== Data supplied ==
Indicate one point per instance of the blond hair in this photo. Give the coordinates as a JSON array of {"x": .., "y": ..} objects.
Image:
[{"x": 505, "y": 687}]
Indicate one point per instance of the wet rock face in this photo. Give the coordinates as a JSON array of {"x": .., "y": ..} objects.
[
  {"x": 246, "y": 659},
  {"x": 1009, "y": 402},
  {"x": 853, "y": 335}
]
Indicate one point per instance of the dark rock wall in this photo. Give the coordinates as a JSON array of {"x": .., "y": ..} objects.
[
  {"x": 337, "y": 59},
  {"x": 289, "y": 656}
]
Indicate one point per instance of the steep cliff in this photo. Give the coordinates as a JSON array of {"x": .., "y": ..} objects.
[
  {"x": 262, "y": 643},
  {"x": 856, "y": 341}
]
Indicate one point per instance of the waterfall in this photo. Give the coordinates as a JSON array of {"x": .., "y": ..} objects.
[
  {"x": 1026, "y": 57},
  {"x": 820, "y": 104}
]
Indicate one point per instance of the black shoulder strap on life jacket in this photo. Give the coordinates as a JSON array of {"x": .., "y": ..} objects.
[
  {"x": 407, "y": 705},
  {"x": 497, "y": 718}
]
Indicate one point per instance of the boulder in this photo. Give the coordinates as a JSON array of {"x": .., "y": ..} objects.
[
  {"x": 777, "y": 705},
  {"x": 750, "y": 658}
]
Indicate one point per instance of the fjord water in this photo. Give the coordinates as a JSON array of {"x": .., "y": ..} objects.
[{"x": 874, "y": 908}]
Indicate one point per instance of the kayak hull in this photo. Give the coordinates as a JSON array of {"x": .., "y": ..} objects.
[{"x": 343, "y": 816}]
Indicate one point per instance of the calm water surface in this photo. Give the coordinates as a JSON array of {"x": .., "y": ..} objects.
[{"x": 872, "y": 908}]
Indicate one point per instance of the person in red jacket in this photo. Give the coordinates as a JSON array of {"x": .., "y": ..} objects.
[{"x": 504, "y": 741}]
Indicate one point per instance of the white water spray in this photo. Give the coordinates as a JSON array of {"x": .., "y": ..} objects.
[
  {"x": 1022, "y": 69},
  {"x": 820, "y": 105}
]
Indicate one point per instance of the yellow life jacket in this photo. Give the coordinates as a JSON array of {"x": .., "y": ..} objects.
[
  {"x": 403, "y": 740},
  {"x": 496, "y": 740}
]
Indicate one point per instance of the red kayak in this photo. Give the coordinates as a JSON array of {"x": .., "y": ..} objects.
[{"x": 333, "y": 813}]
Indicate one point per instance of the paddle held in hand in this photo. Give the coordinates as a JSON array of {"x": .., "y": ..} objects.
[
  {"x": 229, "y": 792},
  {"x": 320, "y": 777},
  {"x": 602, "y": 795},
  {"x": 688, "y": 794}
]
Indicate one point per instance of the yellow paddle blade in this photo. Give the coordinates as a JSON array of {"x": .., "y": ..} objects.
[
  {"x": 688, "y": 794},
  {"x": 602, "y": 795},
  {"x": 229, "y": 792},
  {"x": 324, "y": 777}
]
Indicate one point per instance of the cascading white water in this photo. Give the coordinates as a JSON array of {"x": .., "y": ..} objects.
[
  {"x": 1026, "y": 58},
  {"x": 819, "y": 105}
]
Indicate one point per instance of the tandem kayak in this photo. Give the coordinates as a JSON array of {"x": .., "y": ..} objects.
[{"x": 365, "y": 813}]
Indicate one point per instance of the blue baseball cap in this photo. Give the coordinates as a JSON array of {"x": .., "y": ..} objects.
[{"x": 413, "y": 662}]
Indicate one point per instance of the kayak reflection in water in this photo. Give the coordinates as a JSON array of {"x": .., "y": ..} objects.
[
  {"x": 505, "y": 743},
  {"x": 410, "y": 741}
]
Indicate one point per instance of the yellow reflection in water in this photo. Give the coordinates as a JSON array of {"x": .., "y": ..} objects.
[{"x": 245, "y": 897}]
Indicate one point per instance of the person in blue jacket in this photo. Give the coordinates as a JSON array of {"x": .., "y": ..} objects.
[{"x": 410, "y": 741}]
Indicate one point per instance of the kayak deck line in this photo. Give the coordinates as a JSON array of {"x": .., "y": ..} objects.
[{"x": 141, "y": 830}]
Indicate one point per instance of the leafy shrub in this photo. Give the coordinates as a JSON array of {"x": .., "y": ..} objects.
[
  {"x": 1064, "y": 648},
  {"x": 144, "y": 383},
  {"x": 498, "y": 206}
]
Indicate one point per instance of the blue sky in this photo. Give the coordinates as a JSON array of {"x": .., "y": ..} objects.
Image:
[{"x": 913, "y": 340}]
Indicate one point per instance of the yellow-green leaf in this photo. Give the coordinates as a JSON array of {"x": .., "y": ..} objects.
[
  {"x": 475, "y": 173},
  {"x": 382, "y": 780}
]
===
• Exercise goal:
Find "Indicate one point per instance of the tandem" in the records. Copy its line and every line after it, exactly, through the last one.

• Exercise response:
Indicate one point per instance of the tandem kayak in this photo. Give the coordinates as a JSON array of {"x": .., "y": ..} objects.
[{"x": 365, "y": 813}]
Indicate one point per instance of the blue baseball cap in this photo. Give the coordinates as a JSON array of {"x": .., "y": ..} objects.
[{"x": 413, "y": 662}]
Indicate one point per instance of the kayak reflection in water in this photo. Give the coordinates as a JSON array of {"x": .., "y": ..} objects.
[
  {"x": 505, "y": 743},
  {"x": 410, "y": 741}
]
Indicate one point per instance of the yellow reflection in water in this photo. Give the coordinates as a JSON array of {"x": .., "y": ..} objects.
[{"x": 245, "y": 897}]
Indicate one point per instance of the person in blue jacket in this photo. Give the coordinates as a JSON array of {"x": .., "y": ..} objects.
[{"x": 410, "y": 741}]
Indicate one point per instance of the kayak deck line in this photo. Give the coordinates as a JSON array of {"x": .., "y": ..} objects.
[{"x": 141, "y": 830}]
Indicate one point per instance of the leafy shrub in this photo. Give the coordinates as a JSON array of {"x": .., "y": ..} objects.
[
  {"x": 1064, "y": 648},
  {"x": 144, "y": 383},
  {"x": 498, "y": 206}
]
Indicate one point per instance of the blue sky in this photo. Give the coordinates as a JSON array of {"x": .., "y": ..} objects.
Image:
[{"x": 913, "y": 340}]
Indicate one point per instance of the yellow-green leaf in this photo. Give the coordinates as a JSON array of {"x": .., "y": ..} objects.
[
  {"x": 475, "y": 173},
  {"x": 382, "y": 780}
]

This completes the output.